Directives:
- 1) In the AREX Agent text below, which two technologies does AREX use to achieve traffic recording and replay?
- 2) Which scenarios does the AREX Agent text below name as ones where ensuring the quality of the business becomes a top priority? List every one.
- 3) Pick up the AREX Agent text below after its final sentence and carry it on.

— Start of Reading text —

Technical Implementation of AREX Agent

AREX is an automated regression testing platform using Java Agent and bytecode enhancement technology to achieve traffic recording and replay, this post will share the specific implementation details of AREX Agent.

Background

Within Ctrip, with the increasing scale and complexity of the company’s business, the R&D and testing teams are facing a variety of performance dilemmas. Particularly in scenarios where a large amount of test data needs to be constructed, database write data needs to be validated, and frequent releases are required, ensuring the quality assurance of the business becomes a top priority.

To guarantee quality in the mode of continuous delivery(CD), we developed an automated test platform AREX for "regression testing with real production traffic and data", using Java Agent and bytecode enhancement technologies. AREX can record the request and response of entry and dependent in the production environment. Then simulate the request in the test environment, and verify the correctness of the logic of the entire call chain one by one.

— End of Reading text —
— Start of Record extracts —

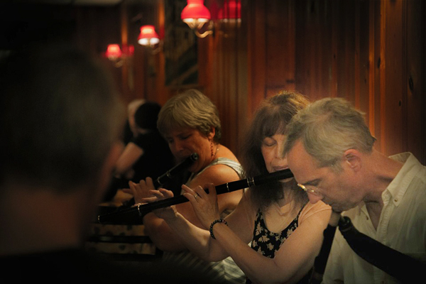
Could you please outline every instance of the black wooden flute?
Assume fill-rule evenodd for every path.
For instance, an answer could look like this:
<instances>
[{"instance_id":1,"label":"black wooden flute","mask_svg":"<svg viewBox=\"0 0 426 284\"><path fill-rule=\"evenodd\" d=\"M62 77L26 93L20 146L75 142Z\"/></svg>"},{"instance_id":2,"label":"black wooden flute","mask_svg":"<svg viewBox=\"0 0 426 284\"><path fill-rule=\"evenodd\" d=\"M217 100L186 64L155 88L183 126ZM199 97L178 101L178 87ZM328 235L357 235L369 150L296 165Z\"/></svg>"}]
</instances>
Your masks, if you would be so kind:
<instances>
[{"instance_id":1,"label":"black wooden flute","mask_svg":"<svg viewBox=\"0 0 426 284\"><path fill-rule=\"evenodd\" d=\"M155 180L153 180L153 183L155 188L163 186L165 183L170 181L173 176L183 172L183 170L190 168L192 164L198 160L198 154L197 153L192 153L190 155L187 157L184 160L175 165L173 168L160 175ZM132 197L130 200L126 202L123 206L120 207L120 209L123 208L130 207L135 204L135 199Z\"/></svg>"},{"instance_id":2,"label":"black wooden flute","mask_svg":"<svg viewBox=\"0 0 426 284\"><path fill-rule=\"evenodd\" d=\"M250 187L253 185L261 185L273 181L278 181L293 177L293 174L290 170L282 170L266 175L260 175L256 177L226 182L223 185L217 185L215 187L215 188L217 193L220 195L222 193L231 192L235 190ZM188 200L185 196L179 195L171 198L167 198L165 200L155 201L151 203L138 204L131 208L124 209L104 215L99 215L97 219L99 223L111 222L122 222L127 219L134 219L136 217L141 218L146 214L156 209L187 202L187 201Z\"/></svg>"}]
</instances>

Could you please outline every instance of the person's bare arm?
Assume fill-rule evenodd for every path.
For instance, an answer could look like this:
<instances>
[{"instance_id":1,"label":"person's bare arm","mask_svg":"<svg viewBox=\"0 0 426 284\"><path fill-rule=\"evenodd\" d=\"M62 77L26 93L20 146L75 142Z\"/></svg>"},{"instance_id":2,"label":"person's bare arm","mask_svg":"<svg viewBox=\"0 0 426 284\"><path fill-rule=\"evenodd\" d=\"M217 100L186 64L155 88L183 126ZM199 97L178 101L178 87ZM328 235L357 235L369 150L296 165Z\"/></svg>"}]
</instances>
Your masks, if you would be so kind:
<instances>
[{"instance_id":1,"label":"person's bare arm","mask_svg":"<svg viewBox=\"0 0 426 284\"><path fill-rule=\"evenodd\" d=\"M217 165L206 169L202 174L195 178L190 185L191 187L197 185L202 187L207 182L212 182L219 185L239 179L239 177L236 173L229 167L224 165ZM218 198L220 212L225 209L234 209L239 202L241 195L241 190L221 195ZM198 218L197 218L190 202L178 204L175 208L178 212L181 214L188 222L196 226L204 228ZM155 214L151 212L145 215L143 224L150 238L160 250L180 251L186 249L185 245L176 233L163 219L157 217Z\"/></svg>"}]
</instances>

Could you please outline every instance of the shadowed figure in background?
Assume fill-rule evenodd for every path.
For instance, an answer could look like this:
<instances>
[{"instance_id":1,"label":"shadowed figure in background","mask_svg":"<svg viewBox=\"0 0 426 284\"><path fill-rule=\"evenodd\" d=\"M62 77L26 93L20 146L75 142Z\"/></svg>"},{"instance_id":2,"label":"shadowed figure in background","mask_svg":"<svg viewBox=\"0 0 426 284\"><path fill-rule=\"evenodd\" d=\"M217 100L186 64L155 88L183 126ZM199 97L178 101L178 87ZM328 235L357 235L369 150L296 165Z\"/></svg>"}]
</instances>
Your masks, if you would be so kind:
<instances>
[{"instance_id":1,"label":"shadowed figure in background","mask_svg":"<svg viewBox=\"0 0 426 284\"><path fill-rule=\"evenodd\" d=\"M133 136L115 165L109 198L116 192L114 200L117 202L131 198L116 191L129 188L129 181L138 182L147 177L156 178L175 165L173 155L157 129L160 109L161 106L156 102L143 101L133 112L133 121L130 123ZM180 185L173 179L165 185L168 188L179 188Z\"/></svg>"},{"instance_id":2,"label":"shadowed figure in background","mask_svg":"<svg viewBox=\"0 0 426 284\"><path fill-rule=\"evenodd\" d=\"M241 149L247 178L288 168L283 151L285 126L307 104L302 94L285 92L263 102ZM153 214L163 218L188 249L202 259L217 261L231 256L246 275L246 283L307 283L329 219L329 206L309 203L306 192L290 178L251 187L236 209L224 217L217 204L222 195L217 195L211 182L209 194L204 188L182 186L202 226L191 224L175 206ZM139 201L173 195L164 189L150 192L155 197Z\"/></svg>"}]
</instances>

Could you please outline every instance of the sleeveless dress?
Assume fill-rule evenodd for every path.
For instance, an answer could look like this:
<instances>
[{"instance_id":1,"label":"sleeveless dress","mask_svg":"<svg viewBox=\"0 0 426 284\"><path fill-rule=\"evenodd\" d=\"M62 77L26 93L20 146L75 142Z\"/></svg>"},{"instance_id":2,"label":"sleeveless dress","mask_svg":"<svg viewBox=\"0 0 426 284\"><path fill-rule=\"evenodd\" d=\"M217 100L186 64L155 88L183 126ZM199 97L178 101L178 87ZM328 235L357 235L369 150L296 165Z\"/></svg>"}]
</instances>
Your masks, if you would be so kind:
<instances>
[{"instance_id":1,"label":"sleeveless dress","mask_svg":"<svg viewBox=\"0 0 426 284\"><path fill-rule=\"evenodd\" d=\"M214 165L226 165L235 170L240 178L242 178L242 168L238 162L226 158L219 158L213 160L201 172L197 174L192 174L186 182L187 185L197 175ZM221 218L224 218L229 213L231 212L224 212L221 215ZM163 254L163 261L169 263L177 263L182 266L186 266L191 269L195 269L202 275L208 277L209 279L212 279L214 283L241 284L246 282L244 273L236 266L230 256L221 261L208 262L202 260L189 251L177 253L165 251Z\"/></svg>"},{"instance_id":2,"label":"sleeveless dress","mask_svg":"<svg viewBox=\"0 0 426 284\"><path fill-rule=\"evenodd\" d=\"M306 204L305 204L306 205ZM302 207L297 216L290 223L290 224L280 233L274 233L266 228L266 223L261 209L258 210L254 221L254 230L251 240L251 248L261 253L262 256L273 258L275 253L280 249L281 245L287 238L293 233L299 224L299 216L305 207ZM307 283L310 273L308 273L297 283ZM247 278L246 284L251 284L250 279Z\"/></svg>"}]
</instances>

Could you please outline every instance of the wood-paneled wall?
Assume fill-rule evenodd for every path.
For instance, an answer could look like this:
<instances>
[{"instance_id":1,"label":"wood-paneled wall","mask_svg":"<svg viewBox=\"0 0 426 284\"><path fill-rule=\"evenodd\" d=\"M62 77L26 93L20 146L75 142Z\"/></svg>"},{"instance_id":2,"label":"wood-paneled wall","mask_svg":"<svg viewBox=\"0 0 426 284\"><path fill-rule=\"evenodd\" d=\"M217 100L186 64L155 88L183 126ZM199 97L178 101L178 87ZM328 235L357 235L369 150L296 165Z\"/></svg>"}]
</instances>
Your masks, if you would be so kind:
<instances>
[{"instance_id":1,"label":"wood-paneled wall","mask_svg":"<svg viewBox=\"0 0 426 284\"><path fill-rule=\"evenodd\" d=\"M379 151L409 151L426 163L426 3L242 0L242 9L235 33L217 25L199 40L200 87L221 111L225 145L238 153L260 102L289 89L350 100Z\"/></svg>"},{"instance_id":2,"label":"wood-paneled wall","mask_svg":"<svg viewBox=\"0 0 426 284\"><path fill-rule=\"evenodd\" d=\"M226 1L205 4L217 9ZM239 1L239 26L216 21L214 35L197 40L198 84L165 86L162 53L153 55L136 44L131 80L121 81L133 82L132 89L121 88L126 99L163 104L198 88L219 109L222 143L239 155L245 127L264 98L285 89L312 101L344 97L365 112L380 151L411 151L426 164L425 1ZM141 9L146 2L161 33L164 4L141 0ZM129 23L135 7L121 14Z\"/></svg>"}]
</instances>

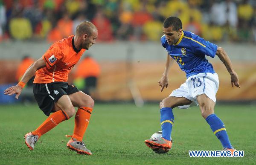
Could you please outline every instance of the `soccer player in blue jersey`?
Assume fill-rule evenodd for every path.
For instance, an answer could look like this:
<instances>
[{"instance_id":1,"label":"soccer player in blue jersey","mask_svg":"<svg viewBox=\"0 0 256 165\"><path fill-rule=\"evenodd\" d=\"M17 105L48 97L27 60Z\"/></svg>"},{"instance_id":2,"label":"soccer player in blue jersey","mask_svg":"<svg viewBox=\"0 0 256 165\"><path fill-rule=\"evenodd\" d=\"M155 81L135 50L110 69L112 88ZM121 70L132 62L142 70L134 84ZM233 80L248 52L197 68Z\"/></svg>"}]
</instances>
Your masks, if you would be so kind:
<instances>
[{"instance_id":1,"label":"soccer player in blue jersey","mask_svg":"<svg viewBox=\"0 0 256 165\"><path fill-rule=\"evenodd\" d=\"M238 76L230 58L223 48L190 32L183 30L181 21L177 17L166 19L163 30L164 35L161 41L168 55L165 69L158 82L161 87L161 91L168 87L168 72L172 60L176 61L181 70L186 72L187 79L179 88L172 91L160 103L162 137L147 139L145 143L153 149L160 148L169 151L172 145L171 138L174 122L172 109L175 107L188 108L196 104L199 106L202 116L221 143L224 150L233 153L235 149L230 143L224 124L214 113L218 78L205 56L213 58L216 55L230 75L232 87L235 85L240 87Z\"/></svg>"}]
</instances>

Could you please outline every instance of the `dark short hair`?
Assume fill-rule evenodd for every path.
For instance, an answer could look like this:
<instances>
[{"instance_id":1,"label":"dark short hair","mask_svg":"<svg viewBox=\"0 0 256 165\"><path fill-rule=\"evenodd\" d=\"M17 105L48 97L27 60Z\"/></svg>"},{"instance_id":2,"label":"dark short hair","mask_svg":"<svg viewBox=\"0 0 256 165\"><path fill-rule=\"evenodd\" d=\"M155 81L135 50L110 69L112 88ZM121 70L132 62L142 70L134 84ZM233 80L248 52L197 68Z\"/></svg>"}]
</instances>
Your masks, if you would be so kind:
<instances>
[{"instance_id":1,"label":"dark short hair","mask_svg":"<svg viewBox=\"0 0 256 165\"><path fill-rule=\"evenodd\" d=\"M166 19L163 22L163 27L165 28L172 26L173 30L177 31L179 29L182 29L182 23L180 19L177 17L169 17Z\"/></svg>"},{"instance_id":2,"label":"dark short hair","mask_svg":"<svg viewBox=\"0 0 256 165\"><path fill-rule=\"evenodd\" d=\"M80 35L87 34L88 35L90 36L95 29L97 28L92 23L89 21L84 21L76 27L76 35Z\"/></svg>"}]
</instances>

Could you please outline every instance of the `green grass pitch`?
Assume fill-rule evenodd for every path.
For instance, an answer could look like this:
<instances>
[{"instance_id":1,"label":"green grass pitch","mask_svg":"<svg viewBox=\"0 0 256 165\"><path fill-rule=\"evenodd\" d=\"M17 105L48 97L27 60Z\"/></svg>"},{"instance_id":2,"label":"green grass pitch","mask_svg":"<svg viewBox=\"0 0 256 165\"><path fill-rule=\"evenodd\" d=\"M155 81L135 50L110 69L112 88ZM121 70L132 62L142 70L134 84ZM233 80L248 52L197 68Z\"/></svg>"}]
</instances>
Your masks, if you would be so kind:
<instances>
[{"instance_id":1,"label":"green grass pitch","mask_svg":"<svg viewBox=\"0 0 256 165\"><path fill-rule=\"evenodd\" d=\"M144 141L160 130L157 104L138 108L132 104L97 104L84 137L91 156L79 155L66 147L74 117L41 137L29 151L23 136L46 118L37 105L0 106L0 164L253 164L256 162L256 106L219 105L233 146L242 158L192 158L189 150L221 150L220 142L201 116L198 107L175 109L173 148L154 153Z\"/></svg>"}]
</instances>

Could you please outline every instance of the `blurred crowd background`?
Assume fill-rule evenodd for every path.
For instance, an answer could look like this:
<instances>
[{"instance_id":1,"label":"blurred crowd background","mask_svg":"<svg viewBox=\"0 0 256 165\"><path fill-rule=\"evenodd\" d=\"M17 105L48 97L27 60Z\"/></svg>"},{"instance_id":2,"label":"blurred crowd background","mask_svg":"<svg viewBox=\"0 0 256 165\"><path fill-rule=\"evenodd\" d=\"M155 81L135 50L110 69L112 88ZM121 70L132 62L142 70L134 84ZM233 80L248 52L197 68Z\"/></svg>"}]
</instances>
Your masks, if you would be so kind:
<instances>
[{"instance_id":1,"label":"blurred crowd background","mask_svg":"<svg viewBox=\"0 0 256 165\"><path fill-rule=\"evenodd\" d=\"M255 0L0 0L0 41L52 43L84 20L96 25L98 41L159 41L170 15L206 40L256 41Z\"/></svg>"}]
</instances>

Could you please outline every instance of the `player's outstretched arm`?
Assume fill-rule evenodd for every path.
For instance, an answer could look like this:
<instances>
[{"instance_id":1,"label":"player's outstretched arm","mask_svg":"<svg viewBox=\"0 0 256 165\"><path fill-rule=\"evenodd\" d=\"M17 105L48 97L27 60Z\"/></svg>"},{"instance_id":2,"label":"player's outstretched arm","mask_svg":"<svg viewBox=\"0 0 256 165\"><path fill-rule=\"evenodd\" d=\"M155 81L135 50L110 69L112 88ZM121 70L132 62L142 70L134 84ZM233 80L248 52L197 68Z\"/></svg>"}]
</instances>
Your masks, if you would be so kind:
<instances>
[{"instance_id":1,"label":"player's outstretched arm","mask_svg":"<svg viewBox=\"0 0 256 165\"><path fill-rule=\"evenodd\" d=\"M35 73L37 70L46 66L46 63L42 58L35 61L26 69L19 83L15 86L6 89L4 91L4 94L12 95L14 94L16 94L15 98L18 99L26 83L35 75Z\"/></svg>"},{"instance_id":2,"label":"player's outstretched arm","mask_svg":"<svg viewBox=\"0 0 256 165\"><path fill-rule=\"evenodd\" d=\"M216 54L218 56L222 63L224 64L227 71L230 75L231 78L231 85L232 86L232 87L234 87L234 85L235 85L236 87L240 88L238 75L234 70L233 67L232 67L231 61L224 49L220 47L218 47L217 49Z\"/></svg>"},{"instance_id":3,"label":"player's outstretched arm","mask_svg":"<svg viewBox=\"0 0 256 165\"><path fill-rule=\"evenodd\" d=\"M169 79L168 79L168 73L169 72L169 69L172 66L172 58L170 57L170 55L167 54L167 59L166 60L166 67L164 69L164 71L163 72L163 76L162 78L158 81L158 84L159 84L159 86L161 86L161 92L163 91L163 89L165 87L166 88L168 87L168 83L169 83Z\"/></svg>"}]
</instances>

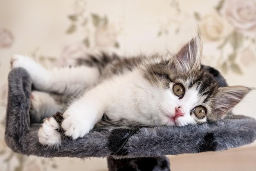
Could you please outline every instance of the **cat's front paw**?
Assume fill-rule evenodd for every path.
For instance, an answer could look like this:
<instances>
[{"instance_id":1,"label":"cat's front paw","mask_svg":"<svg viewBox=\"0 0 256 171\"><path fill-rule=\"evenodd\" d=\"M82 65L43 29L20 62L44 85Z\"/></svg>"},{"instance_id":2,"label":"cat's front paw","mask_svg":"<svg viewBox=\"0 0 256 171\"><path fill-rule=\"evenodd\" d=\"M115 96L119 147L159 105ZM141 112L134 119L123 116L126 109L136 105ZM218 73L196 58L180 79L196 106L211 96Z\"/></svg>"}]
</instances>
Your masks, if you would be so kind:
<instances>
[{"instance_id":1,"label":"cat's front paw","mask_svg":"<svg viewBox=\"0 0 256 171\"><path fill-rule=\"evenodd\" d=\"M68 109L63 113L63 118L61 127L65 131L65 135L71 137L73 140L88 134L94 126L94 123L88 122L89 118L85 118L79 112L70 112Z\"/></svg>"},{"instance_id":2,"label":"cat's front paw","mask_svg":"<svg viewBox=\"0 0 256 171\"><path fill-rule=\"evenodd\" d=\"M53 117L45 119L38 131L39 142L49 147L59 147L61 141L61 134L58 131L59 127Z\"/></svg>"}]
</instances>

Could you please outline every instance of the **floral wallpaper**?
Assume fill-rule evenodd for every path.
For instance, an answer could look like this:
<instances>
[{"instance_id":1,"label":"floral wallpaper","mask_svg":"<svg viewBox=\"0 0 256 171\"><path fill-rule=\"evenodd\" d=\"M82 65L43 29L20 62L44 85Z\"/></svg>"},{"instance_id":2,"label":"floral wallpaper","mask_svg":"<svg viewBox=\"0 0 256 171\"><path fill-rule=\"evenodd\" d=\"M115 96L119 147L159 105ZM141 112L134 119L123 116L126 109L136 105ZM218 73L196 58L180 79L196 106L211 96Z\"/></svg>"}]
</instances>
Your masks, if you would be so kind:
<instances>
[{"instance_id":1,"label":"floral wallpaper","mask_svg":"<svg viewBox=\"0 0 256 171\"><path fill-rule=\"evenodd\" d=\"M1 1L0 171L107 170L104 159L27 156L7 146L7 78L14 54L50 67L72 65L88 51L175 52L198 28L204 63L219 69L231 85L256 87L255 0ZM252 94L237 113L256 118Z\"/></svg>"}]
</instances>

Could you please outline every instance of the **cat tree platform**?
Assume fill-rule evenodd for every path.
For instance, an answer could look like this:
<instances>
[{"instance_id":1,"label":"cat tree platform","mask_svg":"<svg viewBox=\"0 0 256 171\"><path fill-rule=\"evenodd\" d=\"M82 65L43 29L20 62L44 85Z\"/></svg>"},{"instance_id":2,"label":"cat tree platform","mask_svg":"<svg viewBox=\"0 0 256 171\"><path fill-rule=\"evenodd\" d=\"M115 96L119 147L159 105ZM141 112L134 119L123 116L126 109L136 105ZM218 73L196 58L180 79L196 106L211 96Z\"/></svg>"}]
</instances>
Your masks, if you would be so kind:
<instances>
[{"instance_id":1,"label":"cat tree platform","mask_svg":"<svg viewBox=\"0 0 256 171\"><path fill-rule=\"evenodd\" d=\"M110 171L168 171L166 155L219 151L256 140L256 120L244 116L200 125L136 129L119 127L90 131L76 140L67 139L57 148L41 144L40 124L30 123L31 81L22 68L8 77L5 140L13 151L46 158L108 158Z\"/></svg>"}]
</instances>

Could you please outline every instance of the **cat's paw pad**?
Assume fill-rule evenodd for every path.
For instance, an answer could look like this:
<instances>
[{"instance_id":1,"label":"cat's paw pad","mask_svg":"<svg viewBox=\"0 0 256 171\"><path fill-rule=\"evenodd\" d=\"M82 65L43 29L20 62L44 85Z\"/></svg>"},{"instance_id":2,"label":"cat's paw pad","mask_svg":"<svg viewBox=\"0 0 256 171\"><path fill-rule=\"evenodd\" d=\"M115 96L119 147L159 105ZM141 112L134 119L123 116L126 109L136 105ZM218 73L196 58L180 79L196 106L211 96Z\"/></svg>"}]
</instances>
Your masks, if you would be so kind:
<instances>
[{"instance_id":1,"label":"cat's paw pad","mask_svg":"<svg viewBox=\"0 0 256 171\"><path fill-rule=\"evenodd\" d=\"M57 131L59 127L53 117L45 119L38 131L39 142L49 147L59 147L61 140L61 134Z\"/></svg>"},{"instance_id":2,"label":"cat's paw pad","mask_svg":"<svg viewBox=\"0 0 256 171\"><path fill-rule=\"evenodd\" d=\"M61 127L65 131L65 135L71 137L73 140L83 137L92 128L85 118L79 115L69 115L66 111L63 116L64 120Z\"/></svg>"}]
</instances>

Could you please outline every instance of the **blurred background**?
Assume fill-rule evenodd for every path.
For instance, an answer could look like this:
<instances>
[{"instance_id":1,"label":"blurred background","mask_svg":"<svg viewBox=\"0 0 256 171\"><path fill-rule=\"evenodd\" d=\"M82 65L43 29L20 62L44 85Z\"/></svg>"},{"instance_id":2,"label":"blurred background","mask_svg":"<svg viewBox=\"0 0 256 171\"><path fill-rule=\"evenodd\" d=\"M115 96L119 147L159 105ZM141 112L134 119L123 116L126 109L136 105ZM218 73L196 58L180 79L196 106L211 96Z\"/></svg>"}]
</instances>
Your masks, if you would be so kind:
<instances>
[{"instance_id":1,"label":"blurred background","mask_svg":"<svg viewBox=\"0 0 256 171\"><path fill-rule=\"evenodd\" d=\"M88 51L175 53L197 33L203 63L230 85L256 87L255 0L1 0L0 171L106 171L106 159L45 158L12 152L4 141L9 61L28 56L65 66ZM235 114L256 118L256 91ZM169 156L173 170L256 170L256 142L224 152Z\"/></svg>"}]
</instances>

— End of Record extracts —

Answers per task:
- 1) Java Agent and bytecode enhancement technology.

- 2)
- A large amount of test data needs to be constructed
- Database write data needs to be validated
- Frequent releases are required

- 3)
With recording, replay and comparison, AREX effectively solves the issues of regression testing, making the testing process more efficient and accurate. After Ctrip's Airfare BU accessed the AREX platform, the efficiency of single release regression testing increased by 75%. At present, 85% of the core applications have been connected to AREX and put into regression testing, and other BUs, such as Hotels, Business travel, Car, Train tickets, platform R&D center, etc., are also being accessed to AREX gradually, with a cumulative total of 2,000+ apps and 18,000+ interfaces.

That is to say, AREX can replay in the test environment with real traffic on the line, and its features are as follows:

no code invasion of data collection and automation Mock, support for commonly used open source components: Dubbo, Http, Redis, persistence layer framework, configuration center recording and replay;
support a variety of complex business scenarios of verification, including multi-threaded concurrency, asynchronous callbacks, write operations and so on;
can directly use the production recorded data in the local replay, rapid reproduction of production bugs.

This article will share AREX Agent specific implementation details, aims to bring some inspiration and help developers. The Project open sourced at https://github.com/arextest/arex-agent-java

Process of starting up

Considering the access cost of the application, the access process of the AREX Agent must be non-intrusive and transparent to the user.

The process of accessing and starting the AREX Agent is shown in the following figure.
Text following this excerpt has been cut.